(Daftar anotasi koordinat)
——————

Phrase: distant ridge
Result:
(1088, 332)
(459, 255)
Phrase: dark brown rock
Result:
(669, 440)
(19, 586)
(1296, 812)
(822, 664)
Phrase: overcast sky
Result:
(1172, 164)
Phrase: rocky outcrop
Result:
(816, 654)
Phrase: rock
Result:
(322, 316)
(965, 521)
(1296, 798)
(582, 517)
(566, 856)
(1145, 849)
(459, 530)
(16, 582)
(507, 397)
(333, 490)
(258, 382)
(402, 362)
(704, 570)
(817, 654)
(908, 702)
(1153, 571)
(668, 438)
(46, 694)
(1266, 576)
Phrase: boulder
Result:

——————

Salin seluruh daftar di atas tanpa mengubah satu baris pun.

Phrase: distant ridge
Result:
(1088, 332)
(459, 255)
Phrase: dark brown rock
Result:
(669, 440)
(19, 586)
(1296, 812)
(822, 664)
Phrase: overcast sky
Result:
(1172, 164)
Phrase: rocky outcrop
Result:
(816, 654)
Phrase: rock
Result:
(322, 316)
(965, 521)
(1296, 798)
(582, 517)
(566, 856)
(1145, 849)
(459, 530)
(16, 582)
(507, 397)
(333, 490)
(258, 382)
(402, 362)
(704, 570)
(817, 654)
(908, 702)
(1153, 571)
(668, 438)
(46, 694)
(1266, 576)
Phrase: boulder
Result:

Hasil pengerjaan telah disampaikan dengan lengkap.